- _Lesetext_:
┄┄┄┄┄┄┄┄┄┄┄┄┄┄┄┄┄┄┄┄

Sehr verehrte Damen und Herren:

Die fünf Grundideale der Freimaurerei sind, so wurde mir das erklärt, Freiheit, Gleichheit, Brüderlichkeit, Toleranz und Humanität. Sie sollen durch die praktische Einübung im Alltag gelebt werden. Als Mitglied eines Sufi-Ordens, der sich dem Islam verpflichtet, empfinde ich grösste Anerkennung für solche Ideale. Aus meiner Sicht müssen sich religiöse Ideale an solchen Merkmalen messen. Ansonsten ist Religion nur eine eitle Fantasie, die dem eigenen Ego dient.

┄┄┄┄┄┄┄┄┄┄┄┄┄┄┄┄┄┄┄┄

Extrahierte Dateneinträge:
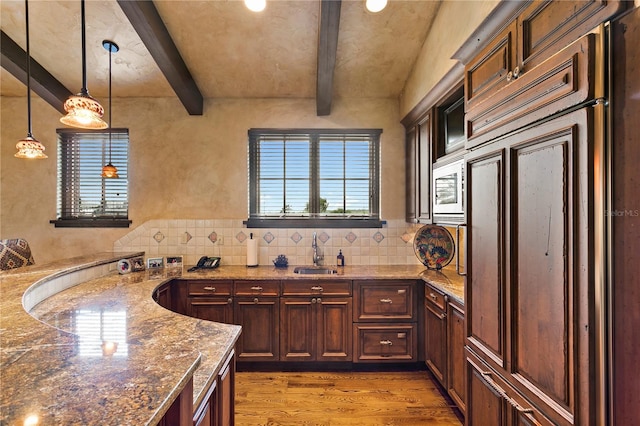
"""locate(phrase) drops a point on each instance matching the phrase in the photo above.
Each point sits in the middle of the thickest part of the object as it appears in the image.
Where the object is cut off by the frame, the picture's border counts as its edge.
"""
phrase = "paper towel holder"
(252, 251)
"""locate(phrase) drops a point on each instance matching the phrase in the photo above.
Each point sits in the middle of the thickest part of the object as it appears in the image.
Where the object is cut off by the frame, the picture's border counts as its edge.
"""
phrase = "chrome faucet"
(317, 257)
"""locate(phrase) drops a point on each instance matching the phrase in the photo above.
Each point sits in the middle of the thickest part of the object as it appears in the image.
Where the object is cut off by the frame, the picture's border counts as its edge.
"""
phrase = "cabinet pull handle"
(503, 394)
(458, 250)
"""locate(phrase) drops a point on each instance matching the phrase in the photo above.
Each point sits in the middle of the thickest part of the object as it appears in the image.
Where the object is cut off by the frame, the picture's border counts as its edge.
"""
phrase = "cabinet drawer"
(385, 343)
(210, 288)
(384, 301)
(564, 80)
(257, 288)
(435, 298)
(310, 288)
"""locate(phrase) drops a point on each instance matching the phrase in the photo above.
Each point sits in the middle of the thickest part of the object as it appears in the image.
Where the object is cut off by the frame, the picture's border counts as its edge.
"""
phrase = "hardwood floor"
(341, 398)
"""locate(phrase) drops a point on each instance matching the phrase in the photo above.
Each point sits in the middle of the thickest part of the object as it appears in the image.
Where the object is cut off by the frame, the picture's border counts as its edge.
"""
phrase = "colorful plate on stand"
(434, 246)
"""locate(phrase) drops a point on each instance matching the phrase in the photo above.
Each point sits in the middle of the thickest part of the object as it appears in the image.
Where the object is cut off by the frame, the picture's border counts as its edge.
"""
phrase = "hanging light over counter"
(83, 111)
(29, 147)
(109, 170)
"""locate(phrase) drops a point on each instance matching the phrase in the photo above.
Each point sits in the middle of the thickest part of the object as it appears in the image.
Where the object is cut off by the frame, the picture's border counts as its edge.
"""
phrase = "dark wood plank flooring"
(341, 398)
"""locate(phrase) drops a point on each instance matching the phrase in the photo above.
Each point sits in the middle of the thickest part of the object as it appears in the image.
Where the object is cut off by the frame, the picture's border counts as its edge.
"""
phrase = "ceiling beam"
(45, 85)
(327, 48)
(145, 19)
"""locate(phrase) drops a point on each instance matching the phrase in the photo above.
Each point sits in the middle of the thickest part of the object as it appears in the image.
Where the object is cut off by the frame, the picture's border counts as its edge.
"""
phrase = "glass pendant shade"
(83, 111)
(30, 148)
(110, 171)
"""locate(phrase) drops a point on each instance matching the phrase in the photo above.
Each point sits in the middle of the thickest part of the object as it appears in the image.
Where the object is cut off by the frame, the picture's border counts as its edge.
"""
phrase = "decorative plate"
(124, 266)
(434, 246)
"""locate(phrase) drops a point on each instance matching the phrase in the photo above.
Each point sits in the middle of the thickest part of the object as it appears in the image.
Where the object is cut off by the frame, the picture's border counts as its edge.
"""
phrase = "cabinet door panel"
(550, 283)
(456, 358)
(297, 329)
(545, 27)
(218, 309)
(487, 73)
(260, 321)
(486, 287)
(334, 329)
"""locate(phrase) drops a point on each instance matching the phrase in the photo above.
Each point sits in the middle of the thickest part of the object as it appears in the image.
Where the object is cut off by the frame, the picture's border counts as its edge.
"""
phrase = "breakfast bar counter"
(83, 344)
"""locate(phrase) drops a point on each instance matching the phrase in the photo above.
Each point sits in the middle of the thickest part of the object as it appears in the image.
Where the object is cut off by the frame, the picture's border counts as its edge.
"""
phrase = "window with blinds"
(85, 198)
(310, 177)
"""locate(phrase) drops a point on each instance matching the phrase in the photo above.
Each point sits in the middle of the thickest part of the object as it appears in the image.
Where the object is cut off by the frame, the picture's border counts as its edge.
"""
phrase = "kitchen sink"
(314, 270)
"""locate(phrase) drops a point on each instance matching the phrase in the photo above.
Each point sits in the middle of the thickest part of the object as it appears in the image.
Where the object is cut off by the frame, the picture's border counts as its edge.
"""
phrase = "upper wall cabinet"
(525, 73)
(418, 167)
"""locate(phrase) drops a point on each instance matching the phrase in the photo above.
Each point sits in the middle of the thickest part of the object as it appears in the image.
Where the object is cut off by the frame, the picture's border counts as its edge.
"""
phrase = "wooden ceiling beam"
(145, 19)
(43, 84)
(327, 49)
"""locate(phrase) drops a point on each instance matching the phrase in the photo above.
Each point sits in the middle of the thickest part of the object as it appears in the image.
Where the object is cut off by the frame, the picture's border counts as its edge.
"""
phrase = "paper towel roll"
(252, 252)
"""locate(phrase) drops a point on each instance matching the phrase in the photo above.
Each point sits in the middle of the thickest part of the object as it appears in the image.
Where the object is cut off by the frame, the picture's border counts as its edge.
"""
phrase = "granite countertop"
(446, 279)
(57, 362)
(61, 365)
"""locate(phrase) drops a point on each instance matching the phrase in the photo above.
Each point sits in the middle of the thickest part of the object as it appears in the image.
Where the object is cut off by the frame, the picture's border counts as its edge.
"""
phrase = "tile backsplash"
(390, 245)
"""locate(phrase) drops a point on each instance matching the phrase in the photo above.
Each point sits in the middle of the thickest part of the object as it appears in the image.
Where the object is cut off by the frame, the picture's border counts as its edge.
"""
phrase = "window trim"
(257, 221)
(90, 222)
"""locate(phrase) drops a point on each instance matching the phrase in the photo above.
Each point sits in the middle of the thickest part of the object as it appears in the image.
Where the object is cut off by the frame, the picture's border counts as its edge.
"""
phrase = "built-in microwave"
(448, 189)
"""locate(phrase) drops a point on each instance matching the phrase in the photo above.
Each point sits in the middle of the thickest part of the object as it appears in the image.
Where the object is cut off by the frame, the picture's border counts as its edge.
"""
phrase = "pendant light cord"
(26, 14)
(110, 114)
(84, 90)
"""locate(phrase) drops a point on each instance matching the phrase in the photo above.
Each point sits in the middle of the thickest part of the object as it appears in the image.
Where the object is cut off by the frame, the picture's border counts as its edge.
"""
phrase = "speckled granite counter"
(446, 279)
(65, 369)
(60, 367)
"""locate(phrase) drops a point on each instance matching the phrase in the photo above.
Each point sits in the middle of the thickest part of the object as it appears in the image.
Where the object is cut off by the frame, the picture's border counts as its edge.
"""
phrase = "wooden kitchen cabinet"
(456, 368)
(524, 74)
(315, 321)
(257, 310)
(435, 329)
(529, 294)
(418, 170)
(385, 321)
(210, 300)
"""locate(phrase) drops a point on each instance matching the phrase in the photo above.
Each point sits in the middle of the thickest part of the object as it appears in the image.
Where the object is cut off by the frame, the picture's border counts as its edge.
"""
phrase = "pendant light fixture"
(109, 170)
(82, 110)
(29, 147)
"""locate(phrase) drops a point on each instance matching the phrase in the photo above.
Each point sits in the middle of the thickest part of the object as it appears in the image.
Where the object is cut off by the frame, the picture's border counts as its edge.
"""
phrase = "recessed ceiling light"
(255, 5)
(375, 5)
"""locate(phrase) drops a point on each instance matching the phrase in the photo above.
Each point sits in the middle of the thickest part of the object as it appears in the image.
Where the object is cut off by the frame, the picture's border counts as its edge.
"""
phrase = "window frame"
(372, 220)
(65, 136)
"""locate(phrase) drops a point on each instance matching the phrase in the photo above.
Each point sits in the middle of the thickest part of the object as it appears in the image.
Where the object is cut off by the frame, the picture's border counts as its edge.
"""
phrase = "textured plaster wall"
(455, 22)
(181, 166)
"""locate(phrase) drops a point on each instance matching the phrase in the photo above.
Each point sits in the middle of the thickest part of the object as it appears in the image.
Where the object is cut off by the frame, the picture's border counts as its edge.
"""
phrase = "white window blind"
(85, 198)
(313, 175)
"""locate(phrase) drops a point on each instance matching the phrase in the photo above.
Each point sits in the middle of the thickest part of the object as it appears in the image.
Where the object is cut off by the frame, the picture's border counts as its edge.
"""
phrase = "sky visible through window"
(343, 172)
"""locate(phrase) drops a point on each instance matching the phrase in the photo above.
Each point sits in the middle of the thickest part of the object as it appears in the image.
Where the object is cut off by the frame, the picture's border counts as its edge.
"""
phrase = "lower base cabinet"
(218, 406)
(492, 401)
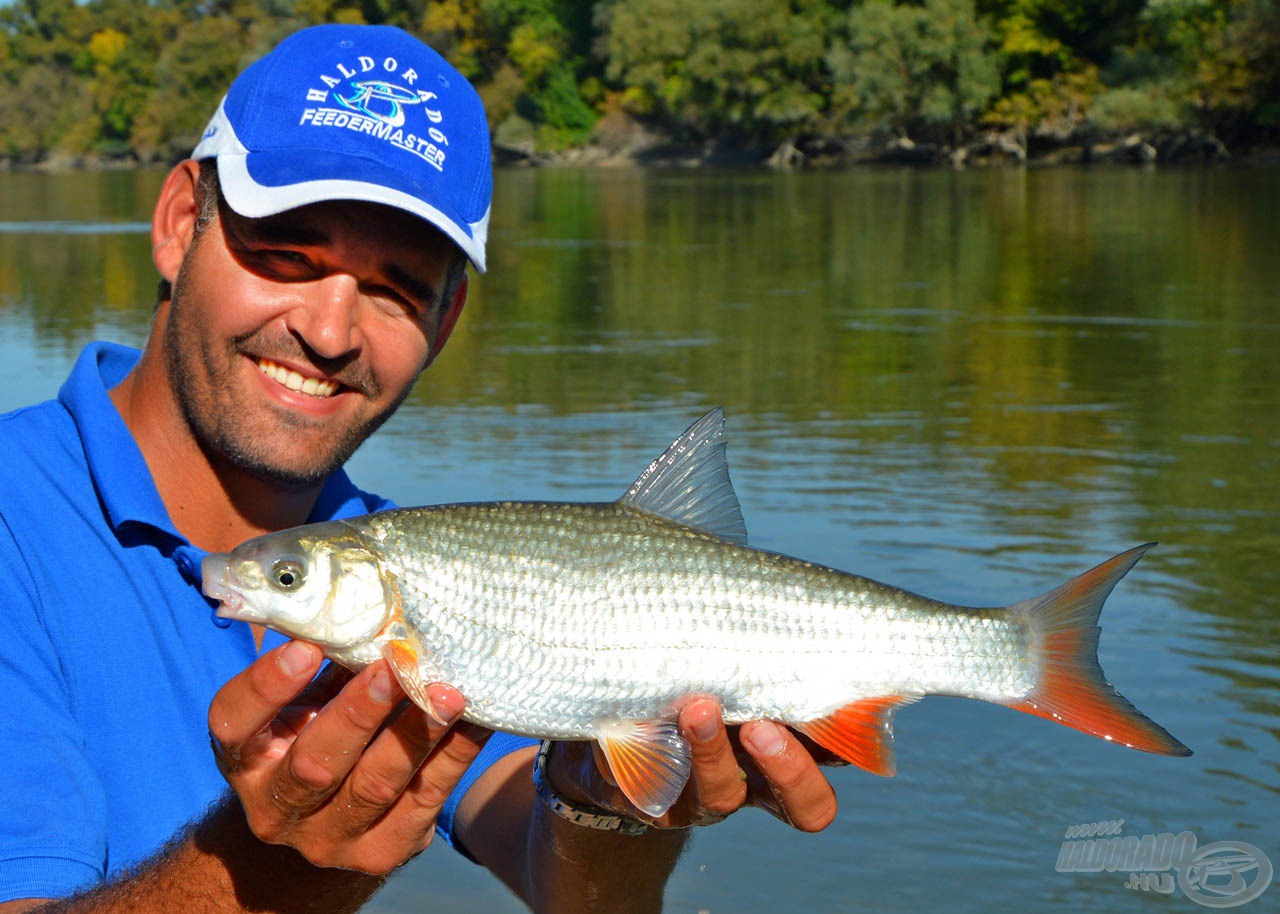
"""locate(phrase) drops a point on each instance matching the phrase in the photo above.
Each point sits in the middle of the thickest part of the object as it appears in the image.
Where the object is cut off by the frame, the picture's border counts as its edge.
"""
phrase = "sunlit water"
(972, 385)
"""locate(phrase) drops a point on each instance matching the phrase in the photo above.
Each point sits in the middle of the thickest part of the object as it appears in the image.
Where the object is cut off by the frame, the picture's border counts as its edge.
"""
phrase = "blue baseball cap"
(356, 113)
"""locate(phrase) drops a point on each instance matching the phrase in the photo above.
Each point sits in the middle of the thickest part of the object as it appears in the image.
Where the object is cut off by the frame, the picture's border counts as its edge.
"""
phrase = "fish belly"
(553, 617)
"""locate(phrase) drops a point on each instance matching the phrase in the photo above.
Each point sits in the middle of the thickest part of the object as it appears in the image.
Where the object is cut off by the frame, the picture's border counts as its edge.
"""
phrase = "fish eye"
(287, 575)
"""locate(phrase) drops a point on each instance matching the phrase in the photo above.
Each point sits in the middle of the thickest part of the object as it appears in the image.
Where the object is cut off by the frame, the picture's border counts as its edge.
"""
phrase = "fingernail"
(438, 705)
(705, 729)
(296, 658)
(382, 688)
(764, 737)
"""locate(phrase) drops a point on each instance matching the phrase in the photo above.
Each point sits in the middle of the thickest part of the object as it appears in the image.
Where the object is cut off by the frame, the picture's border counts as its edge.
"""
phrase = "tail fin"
(1072, 690)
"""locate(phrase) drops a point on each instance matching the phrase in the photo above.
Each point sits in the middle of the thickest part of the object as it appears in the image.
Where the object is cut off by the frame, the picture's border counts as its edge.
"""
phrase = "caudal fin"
(1072, 689)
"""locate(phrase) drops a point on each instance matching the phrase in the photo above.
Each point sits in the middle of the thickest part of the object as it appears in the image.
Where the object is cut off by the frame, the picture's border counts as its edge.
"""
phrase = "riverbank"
(620, 141)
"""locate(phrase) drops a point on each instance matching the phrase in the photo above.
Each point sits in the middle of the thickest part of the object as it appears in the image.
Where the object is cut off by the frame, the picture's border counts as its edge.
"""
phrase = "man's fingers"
(717, 777)
(327, 750)
(247, 704)
(807, 799)
(393, 759)
(412, 818)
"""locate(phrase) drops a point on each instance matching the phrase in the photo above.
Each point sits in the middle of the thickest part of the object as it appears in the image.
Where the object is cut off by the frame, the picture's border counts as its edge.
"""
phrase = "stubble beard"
(201, 383)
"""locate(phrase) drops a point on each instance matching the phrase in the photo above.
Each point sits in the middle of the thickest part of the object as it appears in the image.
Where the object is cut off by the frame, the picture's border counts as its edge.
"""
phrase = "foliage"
(132, 77)
(914, 67)
(711, 67)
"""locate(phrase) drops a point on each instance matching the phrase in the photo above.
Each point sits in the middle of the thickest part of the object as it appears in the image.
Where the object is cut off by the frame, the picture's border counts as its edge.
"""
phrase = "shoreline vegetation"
(785, 83)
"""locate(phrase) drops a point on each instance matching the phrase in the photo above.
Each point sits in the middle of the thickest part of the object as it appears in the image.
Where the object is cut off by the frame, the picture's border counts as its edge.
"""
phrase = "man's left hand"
(755, 764)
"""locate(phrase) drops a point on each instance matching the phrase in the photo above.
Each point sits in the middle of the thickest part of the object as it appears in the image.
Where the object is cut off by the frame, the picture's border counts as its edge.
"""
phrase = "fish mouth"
(215, 574)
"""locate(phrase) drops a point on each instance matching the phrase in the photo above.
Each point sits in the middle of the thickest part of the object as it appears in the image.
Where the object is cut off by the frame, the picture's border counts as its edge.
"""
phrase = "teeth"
(291, 379)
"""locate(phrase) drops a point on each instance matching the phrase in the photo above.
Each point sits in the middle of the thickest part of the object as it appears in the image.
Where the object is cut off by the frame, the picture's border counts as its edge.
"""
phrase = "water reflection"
(970, 384)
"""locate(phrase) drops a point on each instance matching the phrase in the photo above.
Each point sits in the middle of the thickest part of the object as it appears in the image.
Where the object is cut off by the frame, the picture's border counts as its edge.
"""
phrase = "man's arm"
(339, 790)
(562, 868)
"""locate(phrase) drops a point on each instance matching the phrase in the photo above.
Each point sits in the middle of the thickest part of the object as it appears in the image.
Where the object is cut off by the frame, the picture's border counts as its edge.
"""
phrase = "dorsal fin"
(689, 484)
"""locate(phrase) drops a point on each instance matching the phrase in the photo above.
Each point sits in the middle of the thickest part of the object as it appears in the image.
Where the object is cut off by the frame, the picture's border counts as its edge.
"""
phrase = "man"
(314, 257)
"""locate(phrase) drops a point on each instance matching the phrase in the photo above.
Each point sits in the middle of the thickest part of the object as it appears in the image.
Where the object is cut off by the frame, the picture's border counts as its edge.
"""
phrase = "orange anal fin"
(402, 658)
(862, 732)
(648, 759)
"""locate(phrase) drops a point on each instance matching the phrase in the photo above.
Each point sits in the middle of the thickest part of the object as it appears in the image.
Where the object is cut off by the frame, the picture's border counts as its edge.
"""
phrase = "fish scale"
(627, 613)
(595, 621)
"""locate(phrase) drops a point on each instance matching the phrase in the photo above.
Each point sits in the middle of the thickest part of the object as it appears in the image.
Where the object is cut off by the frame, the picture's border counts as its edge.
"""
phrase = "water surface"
(972, 385)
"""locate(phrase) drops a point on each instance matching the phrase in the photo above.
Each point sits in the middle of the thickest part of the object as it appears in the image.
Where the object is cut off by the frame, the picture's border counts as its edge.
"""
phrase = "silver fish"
(595, 621)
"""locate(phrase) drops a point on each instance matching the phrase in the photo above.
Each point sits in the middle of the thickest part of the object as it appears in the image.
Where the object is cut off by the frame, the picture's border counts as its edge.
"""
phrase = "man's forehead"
(328, 219)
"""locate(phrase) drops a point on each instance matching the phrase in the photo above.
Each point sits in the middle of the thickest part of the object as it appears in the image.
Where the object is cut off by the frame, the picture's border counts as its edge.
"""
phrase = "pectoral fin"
(862, 732)
(648, 759)
(402, 657)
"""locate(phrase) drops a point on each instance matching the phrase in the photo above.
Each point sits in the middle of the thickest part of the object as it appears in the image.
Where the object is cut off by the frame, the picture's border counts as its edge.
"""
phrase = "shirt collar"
(120, 474)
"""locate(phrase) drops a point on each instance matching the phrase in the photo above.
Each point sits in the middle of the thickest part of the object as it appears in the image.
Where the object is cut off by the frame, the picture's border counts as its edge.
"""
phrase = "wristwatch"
(584, 816)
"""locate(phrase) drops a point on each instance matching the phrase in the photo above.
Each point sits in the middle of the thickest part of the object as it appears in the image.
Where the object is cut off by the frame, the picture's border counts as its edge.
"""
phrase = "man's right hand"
(339, 768)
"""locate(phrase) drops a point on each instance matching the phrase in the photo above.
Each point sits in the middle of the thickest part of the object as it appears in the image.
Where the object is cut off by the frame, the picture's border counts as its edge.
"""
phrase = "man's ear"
(449, 319)
(173, 224)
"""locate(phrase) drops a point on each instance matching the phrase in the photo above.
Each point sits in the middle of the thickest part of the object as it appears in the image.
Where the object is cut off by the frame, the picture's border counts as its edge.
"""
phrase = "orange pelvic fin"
(649, 761)
(862, 732)
(1073, 690)
(402, 658)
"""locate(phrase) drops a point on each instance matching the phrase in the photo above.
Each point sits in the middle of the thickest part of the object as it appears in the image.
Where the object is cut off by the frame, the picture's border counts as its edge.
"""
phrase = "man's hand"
(343, 769)
(758, 764)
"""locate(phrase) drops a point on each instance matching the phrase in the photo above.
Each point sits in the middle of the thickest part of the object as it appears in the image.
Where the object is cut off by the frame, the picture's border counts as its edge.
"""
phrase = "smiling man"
(312, 255)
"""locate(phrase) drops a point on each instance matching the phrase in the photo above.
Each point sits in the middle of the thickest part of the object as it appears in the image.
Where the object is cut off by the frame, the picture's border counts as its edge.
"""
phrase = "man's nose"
(328, 320)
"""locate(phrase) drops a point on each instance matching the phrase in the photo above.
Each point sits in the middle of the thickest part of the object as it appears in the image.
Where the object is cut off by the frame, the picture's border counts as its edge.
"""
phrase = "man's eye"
(295, 257)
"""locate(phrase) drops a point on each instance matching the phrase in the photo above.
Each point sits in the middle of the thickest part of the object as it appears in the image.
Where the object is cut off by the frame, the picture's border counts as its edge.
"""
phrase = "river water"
(972, 385)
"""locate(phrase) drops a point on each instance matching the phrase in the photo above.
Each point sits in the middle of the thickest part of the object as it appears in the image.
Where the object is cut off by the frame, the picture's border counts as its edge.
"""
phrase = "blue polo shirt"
(109, 653)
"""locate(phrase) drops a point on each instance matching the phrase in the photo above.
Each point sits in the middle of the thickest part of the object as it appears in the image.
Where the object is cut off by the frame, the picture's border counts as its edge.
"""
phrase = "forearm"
(219, 867)
(557, 867)
(571, 869)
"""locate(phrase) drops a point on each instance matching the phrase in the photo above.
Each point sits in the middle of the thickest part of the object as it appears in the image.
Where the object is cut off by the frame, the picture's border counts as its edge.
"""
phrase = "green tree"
(711, 67)
(914, 68)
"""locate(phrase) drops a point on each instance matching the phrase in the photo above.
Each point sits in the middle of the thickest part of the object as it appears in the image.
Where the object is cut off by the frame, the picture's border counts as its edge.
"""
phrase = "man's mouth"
(312, 387)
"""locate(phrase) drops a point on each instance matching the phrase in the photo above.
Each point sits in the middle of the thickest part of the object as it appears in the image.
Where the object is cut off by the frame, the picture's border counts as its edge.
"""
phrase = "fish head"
(320, 583)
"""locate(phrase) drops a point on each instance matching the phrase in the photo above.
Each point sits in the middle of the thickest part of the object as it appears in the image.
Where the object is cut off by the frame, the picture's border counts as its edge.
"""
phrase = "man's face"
(289, 339)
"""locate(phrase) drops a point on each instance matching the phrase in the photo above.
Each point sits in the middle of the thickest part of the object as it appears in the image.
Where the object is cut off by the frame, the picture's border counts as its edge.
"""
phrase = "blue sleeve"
(53, 808)
(499, 745)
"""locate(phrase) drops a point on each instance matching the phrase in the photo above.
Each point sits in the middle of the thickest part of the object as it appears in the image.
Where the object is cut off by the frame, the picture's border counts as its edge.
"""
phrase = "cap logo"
(378, 108)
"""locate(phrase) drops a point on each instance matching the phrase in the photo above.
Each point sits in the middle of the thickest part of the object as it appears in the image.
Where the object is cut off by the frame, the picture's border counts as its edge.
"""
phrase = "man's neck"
(214, 506)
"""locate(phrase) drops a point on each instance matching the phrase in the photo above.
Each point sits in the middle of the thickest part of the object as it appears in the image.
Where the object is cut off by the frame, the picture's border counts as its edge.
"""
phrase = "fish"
(597, 621)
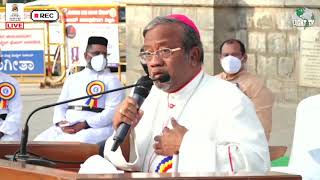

┄┄┄┄┄┄┄┄┄┄┄┄┄┄┄┄┄┄┄┄

- _Aufgabenliste_:
[a] Welchen Grund nennt der Lesetext dafür, dass sich religiöse Ideale an Merkmalen wie Freiheit, Gleichheit, Brüderlichkeit, Toleranz und Humanität messen müssen? Antworte in ein bis drei Sätzen.
[b] Zeige alle Zeilen, in denen die Zeichenfolge "ceiling" vorkommt, und achte dabei auf Groß- und Kleinschreibung.
Der Lesetext und die Zeilen haben inhaltlich nichts miteinander zu tun.

- _Die Lösungen_:
[a] Ohne diesen Maßstab wäre Religion laut dem Lesetext nur eine eitle Fantasie, die dem eigenen Ego dient.

[b]
phrase = "ceiling beam"
phrase = "wooden ceiling beam"
phrase = "recessed ceiling light"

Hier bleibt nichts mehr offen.